» **Задание A**: Верните из фрагмента документа дословно отрывок между «Благодаря Т. А.» и «Борисом Константиновичем Зайцевым.», включая оба этих места.
» **Задание B**:
Ответьте по фрагменту документа на следующие вопросы.
(i) За какое отделение Национальной библиотеки отвечала Т. А. Осоргина?
(ii) Кого Т. А. Осоргина противопоставляла Бунину?
(iii) Как звали отца Натальи Борисовны Зайцевой-Соллогуб?
» **Задание C**: Перескажите короче абзац фрагмента документа, начинающийся словами «Знакомство с Натальей Борисовной», сохранив его основные факты.

» **Фрагмент документа**:

Именно поэтому первый парижский ‘поход’ был предпринят в Национальную библиотеку и увенчался неожиданным успехом. Один из сотрудников, увидев мои ‘требования’, посоветовал поговорить с Татьяной Алексеевной Осоргиной, которая отвечала в библиотеке за славянское отделение и в то время как раз составляла библиографию русских писателей-эмигрантов. Долголетний опыт работы в разных архивах неоднократно доказывал, что очень важно найти такое ‘ключевое лицо’, которое может дать первые указания, а потом уже клубок сам размотается. Татьяна Алексеевна Осоргина была не только очень опытным библиографом, но вообще весьма образованным человеком, хорошо знавшим литературную жизнь русской эмиграции и из книг, и в особенности из личного общения и опыта. Бунина она, конечно, лично знала, но о нем как человеке отзывалась сдержанно, говорила о его холодности, высокомерности и противопоставляла ему Куприна, который, по ее словам, был ‘очень добрым’.
Благодаря Т. А. Осоргиной я познакомилась с Натальей Борисовной Зайцевой-Соллогуб, с которой у нее были тесные дружеские отношения.
Знакомство с Натальей Борисовной во многом облегчило мою работу и, самое главное (за что я ей навсегда осталась благодарна), дало мне возможность как-то осязаемо почувствовать последнее дыхание жизни и мира русской литературной эмиграции, как сейчас принято говорить, ‘первой волны’. Незабываемы те несколько посещений ее дома (тогда семья жила, если я не ошибаюсь, на авеню дю Шале), беседы с ней, а также с ее отцом, Борисом Константиновичем Зайцевым.

[Часть файла данных]
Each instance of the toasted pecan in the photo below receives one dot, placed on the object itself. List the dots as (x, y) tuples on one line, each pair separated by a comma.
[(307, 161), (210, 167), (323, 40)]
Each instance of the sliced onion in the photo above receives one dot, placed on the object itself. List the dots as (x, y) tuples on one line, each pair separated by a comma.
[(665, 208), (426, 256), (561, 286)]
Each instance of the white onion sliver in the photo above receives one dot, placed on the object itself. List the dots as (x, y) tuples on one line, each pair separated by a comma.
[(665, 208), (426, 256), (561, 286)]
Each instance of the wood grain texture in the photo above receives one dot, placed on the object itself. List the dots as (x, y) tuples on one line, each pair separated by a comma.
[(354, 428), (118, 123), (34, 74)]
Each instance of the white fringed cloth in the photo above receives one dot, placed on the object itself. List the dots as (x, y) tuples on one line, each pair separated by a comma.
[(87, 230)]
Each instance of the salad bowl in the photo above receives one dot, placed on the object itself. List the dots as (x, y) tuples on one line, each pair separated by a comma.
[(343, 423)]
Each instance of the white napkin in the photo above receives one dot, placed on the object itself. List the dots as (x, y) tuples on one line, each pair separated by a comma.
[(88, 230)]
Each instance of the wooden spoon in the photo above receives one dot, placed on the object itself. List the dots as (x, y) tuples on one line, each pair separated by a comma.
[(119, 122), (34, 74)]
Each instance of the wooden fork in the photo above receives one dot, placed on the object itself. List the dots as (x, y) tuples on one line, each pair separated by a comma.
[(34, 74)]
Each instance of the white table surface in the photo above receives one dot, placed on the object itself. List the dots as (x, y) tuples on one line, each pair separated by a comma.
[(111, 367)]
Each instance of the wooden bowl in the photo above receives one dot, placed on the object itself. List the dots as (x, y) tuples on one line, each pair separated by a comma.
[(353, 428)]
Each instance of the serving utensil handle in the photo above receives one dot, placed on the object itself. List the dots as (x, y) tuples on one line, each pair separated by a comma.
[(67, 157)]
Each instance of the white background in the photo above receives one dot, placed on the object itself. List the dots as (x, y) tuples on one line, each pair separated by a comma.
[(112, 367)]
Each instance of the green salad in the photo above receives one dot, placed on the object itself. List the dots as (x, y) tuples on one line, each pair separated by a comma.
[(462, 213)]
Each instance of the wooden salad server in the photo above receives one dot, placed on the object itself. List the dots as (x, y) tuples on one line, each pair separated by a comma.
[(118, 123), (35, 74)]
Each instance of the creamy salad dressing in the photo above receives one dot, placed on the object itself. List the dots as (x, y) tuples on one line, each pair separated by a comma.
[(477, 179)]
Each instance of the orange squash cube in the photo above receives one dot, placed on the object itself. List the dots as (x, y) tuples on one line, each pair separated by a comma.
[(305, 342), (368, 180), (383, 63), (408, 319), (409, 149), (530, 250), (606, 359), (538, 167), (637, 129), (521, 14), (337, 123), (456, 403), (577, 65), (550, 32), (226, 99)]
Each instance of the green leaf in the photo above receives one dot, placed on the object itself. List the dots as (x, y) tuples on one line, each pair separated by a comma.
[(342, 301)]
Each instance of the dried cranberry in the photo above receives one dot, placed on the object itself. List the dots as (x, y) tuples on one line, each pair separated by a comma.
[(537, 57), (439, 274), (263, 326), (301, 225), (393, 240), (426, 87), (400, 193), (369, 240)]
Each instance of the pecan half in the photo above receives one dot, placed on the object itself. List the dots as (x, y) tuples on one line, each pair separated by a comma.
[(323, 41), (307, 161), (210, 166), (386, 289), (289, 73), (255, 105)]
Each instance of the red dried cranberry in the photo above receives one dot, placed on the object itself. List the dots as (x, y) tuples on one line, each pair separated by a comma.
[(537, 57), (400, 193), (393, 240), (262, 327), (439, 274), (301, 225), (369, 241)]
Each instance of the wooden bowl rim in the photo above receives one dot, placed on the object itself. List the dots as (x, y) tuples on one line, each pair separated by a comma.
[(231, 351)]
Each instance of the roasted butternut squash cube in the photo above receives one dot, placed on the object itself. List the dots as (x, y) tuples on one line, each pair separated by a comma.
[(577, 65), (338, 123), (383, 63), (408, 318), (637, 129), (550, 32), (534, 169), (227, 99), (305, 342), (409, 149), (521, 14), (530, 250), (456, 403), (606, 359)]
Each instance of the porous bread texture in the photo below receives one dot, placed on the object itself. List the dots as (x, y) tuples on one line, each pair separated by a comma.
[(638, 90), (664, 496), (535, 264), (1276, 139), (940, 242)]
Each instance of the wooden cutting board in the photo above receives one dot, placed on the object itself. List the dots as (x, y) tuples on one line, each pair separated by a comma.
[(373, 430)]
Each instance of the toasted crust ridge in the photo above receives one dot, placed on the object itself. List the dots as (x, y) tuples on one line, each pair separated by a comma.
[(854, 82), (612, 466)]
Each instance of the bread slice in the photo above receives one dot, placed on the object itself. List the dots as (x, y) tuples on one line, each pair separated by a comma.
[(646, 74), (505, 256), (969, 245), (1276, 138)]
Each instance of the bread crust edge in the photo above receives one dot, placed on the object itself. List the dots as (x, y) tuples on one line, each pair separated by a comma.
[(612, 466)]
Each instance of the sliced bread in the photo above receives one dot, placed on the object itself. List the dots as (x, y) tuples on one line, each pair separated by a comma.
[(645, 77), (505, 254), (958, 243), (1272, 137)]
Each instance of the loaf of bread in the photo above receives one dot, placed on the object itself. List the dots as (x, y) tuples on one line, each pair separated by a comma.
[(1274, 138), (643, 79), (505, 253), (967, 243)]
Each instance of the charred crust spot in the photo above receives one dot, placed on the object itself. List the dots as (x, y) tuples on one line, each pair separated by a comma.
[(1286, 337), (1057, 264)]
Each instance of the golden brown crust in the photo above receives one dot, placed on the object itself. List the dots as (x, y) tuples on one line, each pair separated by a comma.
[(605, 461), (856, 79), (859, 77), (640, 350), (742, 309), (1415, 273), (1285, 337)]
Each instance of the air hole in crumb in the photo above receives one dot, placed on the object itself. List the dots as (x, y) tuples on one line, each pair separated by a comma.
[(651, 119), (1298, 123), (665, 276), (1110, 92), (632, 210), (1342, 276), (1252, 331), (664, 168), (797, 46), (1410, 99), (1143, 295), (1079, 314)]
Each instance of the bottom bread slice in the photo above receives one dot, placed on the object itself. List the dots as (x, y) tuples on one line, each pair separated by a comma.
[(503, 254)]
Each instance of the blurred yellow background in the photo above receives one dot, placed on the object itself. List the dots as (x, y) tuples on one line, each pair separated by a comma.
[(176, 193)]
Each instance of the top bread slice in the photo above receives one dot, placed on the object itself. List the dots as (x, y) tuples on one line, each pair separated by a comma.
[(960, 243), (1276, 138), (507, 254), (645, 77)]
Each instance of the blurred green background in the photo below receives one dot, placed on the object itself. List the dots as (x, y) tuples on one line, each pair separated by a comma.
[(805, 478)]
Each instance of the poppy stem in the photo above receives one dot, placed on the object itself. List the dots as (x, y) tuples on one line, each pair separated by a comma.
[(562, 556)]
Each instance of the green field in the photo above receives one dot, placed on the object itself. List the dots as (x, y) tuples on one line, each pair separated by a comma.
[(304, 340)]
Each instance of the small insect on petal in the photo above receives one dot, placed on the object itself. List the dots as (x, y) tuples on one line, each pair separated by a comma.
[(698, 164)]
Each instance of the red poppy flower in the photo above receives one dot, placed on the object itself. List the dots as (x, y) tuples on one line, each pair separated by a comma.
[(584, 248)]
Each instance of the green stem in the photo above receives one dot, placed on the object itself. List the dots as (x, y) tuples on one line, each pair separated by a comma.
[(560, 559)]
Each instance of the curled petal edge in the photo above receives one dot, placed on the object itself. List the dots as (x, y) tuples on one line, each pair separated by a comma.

» **Итоговый результат A**:
Благодаря Т. А. Осоргиной я познакомилась с Натальей Борисовной Зайцевой-Соллогуб, с которой у нее были тесные дружеские отношения.
Знакомство с Натальей Борисовной во многом облегчило мою работу и, самое главное (за что я ей навсегда осталась благодарна), дало мне возможность как-то осязаемо почувствовать последнее дыхание жизни и мира русской литературной эмиграции, как сейчас принято говорить, ‘первой волны’. Незабываемы те несколько посещений ее дома (тогда семья жила, если я не ошибаюсь, на авеню дю Шале), беседы с ней, а также с ее отцом, Борисом Константиновичем Зайцевым.

» **Итоговый результат B**:
(i) Т. А. Осоргина отвечала за славянское отделение.
(ii) Бунину она противопоставляла Куприна.
(iii) Отца звали Борис Константинович Зайцев.

» **Итоговый результат C**: Знакомство с Натальей Борисовной облегчило работу. Главное, оно позволило ощутимо почувствовать последнее дыхание жизни русской литературной эмиграции «первой волны», за что ей осталась вечная благодарность. Незабываемы несколько посещений ее дома и беседы с ней и с ее отцом, Борисом Константиновичем Зайцевым. Семья тогда, предположительно, жила на авеню дю Шале.